Document excerpt:
[raw-strings] Indentation problem

Tagir Valeev amaembo at gmail.com
Sat Jan 27 11:37:01 UTC 2018


Hello!

> The is a rule when you design a language, if you can do something in the compiler or in a library, do it in the library :)

Library can indeed allow you (to some extent) to use better syntax.
What library cannot do is to disallow the worse syntax. And this the
most important part of my suggestion: to prevent people from writing
bad code, not to allow people to write better code.

> I do not thing it's a good idea to force the pipe prefix in the spec,

Why do you think it's not a good idea? What are possible
disadvantages? Please share your concerns. Thanks.

> and from an IDE point of view, you have to do more analysis but you can recognize the sequence ` ... `.trimMargin() in order to auto-indent things correctly.

True, it's possible if one uses trimMargin() call. But if bad code is
already written, it would be not so easy to fix it automatically. We
could automatically add trimMargin(), but determining which part of
indent should be moved to the left part of pipe cannot be done with
100% accuracy.

With best regards,
Tagir Valeev.

>
> regards,
> Rémi
>
> ----- Mail original -----
>> De: "Tagir Valeev" <amaembo at gmail.com>
>> À: "amber-spec-experts" <amber-spec-experts at openjdk.java.net>
>> Envoyé: Samedi 27 Janvier 2018 09:23:31
>> Objet: [raw-strings] Indentation problem
>
>> Hello!
>>
>> Every language which implements the multiline strings has problems
>> with indentation. E.g. consider something like this:
>>
>> public class Multiline {
>>  static String createHtml(String message) {
>>    String html = `<html>
>>  <head>
>>    <title>Message</title>
>>  </head>
>>  <body>`;
>>    if (message != null) {
>>      html += `
>>    <p>
>>      Message: `+message+`
>>    </p>`;
>>    }
>>    html += `
>>  </body>
>> </html>`;
>>    return html;
>>  }
>> }
>>
>> Here the indentation of embedded snippet breaks the indentation of the
>> Java program harming its readability. The overall structure of the
>> method is messed with generated HTML structure. This is not just bad
>> indentation which could be fixed by auto-formatting feature of IDE.
>> You cannot fix this without throwing away a multiline string syntax
>> and without changing the semantics. Some people sacrifice the
>> semantics, namely the indentation of generated output if output
>> language is indentation agnostic. HTML is mostly so, unless you have a
>> <pre> section. So one may "fix" it like this:
>>
>> public class Multiline {
>>  static String createHtml(String message) {
>>    String html = `<html>
>>        <head>
>>          <title>Message</title>
>>        </head>
>>        <body>`;
>>    if (message != null) {
>>      html += `
>>          <p>
>>            Message: `+message+`
>>          </p>`;
>>    }
>>    html += `
>>        </body>
>>      </html>`;
>>    return html;
>>  }
>> }
>>
>> Now we have broken formatting in the generated HTML, which ruins the
>> idea of multiline strings (why bother to generate \n in output HTML if
>> it looks like a mess anyways?) Moreover, the structure of Java program
>> now affects the output. E.g. if you add several more nested "if" or
>> "switch" statement, you will need to indent <p> even more.

Directive A: Output, word for word, the stretch of the raw-strings indentation message from "True, it's possible" through "Tagir Valeev.".

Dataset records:

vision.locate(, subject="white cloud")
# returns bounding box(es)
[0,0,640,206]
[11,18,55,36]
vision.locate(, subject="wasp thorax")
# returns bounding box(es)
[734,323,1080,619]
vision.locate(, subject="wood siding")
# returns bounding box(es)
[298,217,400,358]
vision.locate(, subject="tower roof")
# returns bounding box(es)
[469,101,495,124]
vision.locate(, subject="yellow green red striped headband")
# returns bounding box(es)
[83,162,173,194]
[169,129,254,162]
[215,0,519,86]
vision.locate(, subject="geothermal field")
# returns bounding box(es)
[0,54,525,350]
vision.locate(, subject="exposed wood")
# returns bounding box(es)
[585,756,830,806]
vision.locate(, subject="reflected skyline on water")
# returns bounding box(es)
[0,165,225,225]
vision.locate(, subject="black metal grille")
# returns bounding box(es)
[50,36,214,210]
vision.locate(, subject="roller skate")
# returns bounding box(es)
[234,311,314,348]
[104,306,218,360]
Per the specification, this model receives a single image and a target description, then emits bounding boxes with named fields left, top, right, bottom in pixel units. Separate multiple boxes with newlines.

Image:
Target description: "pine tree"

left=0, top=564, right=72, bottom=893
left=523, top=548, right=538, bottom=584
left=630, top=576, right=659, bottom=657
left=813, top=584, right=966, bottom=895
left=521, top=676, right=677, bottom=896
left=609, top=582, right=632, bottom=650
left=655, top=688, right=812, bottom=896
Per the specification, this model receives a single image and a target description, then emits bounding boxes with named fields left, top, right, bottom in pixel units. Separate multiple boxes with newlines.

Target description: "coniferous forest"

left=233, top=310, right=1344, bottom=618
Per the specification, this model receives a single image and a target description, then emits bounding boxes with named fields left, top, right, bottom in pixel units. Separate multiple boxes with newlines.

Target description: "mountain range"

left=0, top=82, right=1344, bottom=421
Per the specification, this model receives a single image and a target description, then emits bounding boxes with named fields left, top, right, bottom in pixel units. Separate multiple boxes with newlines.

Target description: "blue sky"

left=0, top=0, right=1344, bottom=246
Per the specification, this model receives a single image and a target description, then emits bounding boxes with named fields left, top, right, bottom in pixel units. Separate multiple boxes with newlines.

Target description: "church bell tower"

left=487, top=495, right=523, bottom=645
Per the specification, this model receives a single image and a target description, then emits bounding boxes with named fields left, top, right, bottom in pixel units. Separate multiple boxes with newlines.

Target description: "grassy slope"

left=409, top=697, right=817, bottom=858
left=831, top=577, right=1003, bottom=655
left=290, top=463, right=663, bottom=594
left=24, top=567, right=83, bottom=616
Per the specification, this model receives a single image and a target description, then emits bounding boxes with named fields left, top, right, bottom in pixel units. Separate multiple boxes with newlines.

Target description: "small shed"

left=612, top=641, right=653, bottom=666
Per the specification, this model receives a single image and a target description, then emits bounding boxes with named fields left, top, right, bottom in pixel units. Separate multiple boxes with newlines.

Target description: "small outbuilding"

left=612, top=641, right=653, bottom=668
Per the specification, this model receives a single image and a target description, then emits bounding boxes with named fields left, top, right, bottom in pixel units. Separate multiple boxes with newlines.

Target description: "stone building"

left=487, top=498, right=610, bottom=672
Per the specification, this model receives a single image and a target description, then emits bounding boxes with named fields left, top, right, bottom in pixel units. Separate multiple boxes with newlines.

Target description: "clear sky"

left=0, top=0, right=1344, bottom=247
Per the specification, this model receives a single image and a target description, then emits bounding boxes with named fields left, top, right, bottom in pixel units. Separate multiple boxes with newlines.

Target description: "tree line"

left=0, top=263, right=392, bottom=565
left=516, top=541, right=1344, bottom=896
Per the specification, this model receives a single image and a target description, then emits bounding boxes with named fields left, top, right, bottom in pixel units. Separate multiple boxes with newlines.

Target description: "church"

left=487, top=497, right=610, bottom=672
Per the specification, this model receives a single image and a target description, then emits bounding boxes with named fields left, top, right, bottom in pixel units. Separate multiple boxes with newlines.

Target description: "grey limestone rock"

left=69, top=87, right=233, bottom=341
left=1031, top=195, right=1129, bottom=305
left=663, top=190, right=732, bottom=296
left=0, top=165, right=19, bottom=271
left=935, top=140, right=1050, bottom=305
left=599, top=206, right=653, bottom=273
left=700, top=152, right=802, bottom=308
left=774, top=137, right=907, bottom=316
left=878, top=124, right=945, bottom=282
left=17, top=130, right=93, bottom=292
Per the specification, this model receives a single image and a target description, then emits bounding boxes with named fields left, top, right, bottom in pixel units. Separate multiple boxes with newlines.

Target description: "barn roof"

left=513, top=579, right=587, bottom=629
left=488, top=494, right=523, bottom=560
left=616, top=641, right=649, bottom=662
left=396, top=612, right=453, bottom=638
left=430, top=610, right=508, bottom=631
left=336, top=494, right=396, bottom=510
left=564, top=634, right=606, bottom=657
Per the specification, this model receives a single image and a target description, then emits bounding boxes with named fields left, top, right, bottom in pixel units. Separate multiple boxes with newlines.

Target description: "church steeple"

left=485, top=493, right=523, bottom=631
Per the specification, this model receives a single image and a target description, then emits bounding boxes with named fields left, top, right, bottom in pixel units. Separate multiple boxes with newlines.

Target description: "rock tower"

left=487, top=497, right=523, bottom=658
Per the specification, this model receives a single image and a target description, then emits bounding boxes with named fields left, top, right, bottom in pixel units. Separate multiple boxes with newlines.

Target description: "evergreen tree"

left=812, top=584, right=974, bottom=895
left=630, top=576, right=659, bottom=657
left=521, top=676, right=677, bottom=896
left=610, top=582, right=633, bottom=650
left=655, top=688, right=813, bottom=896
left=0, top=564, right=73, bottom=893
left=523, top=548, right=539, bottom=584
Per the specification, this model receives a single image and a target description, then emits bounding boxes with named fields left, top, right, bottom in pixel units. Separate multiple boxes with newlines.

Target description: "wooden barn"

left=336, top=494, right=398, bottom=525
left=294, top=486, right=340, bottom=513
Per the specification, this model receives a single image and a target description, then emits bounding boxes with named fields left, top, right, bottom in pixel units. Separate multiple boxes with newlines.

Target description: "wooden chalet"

Directive B: Extract each line of the rows above that contains the string "tree", treating the match as case-sensitive.

Task answer A:
True, it's possible if one uses trimMargin() call. But if bad code is
already written, it would be not so easy to fix it automatically. We
could automatically add trimMargin(), but determining which part of
indent should be moved to the left part of pipe cannot be done with
100% accuracy.

With best regards,
Tagir Valeev.

Task answer B:
Target description: "pine tree"
Target description: "tree line"
Target description: "evergreen tree"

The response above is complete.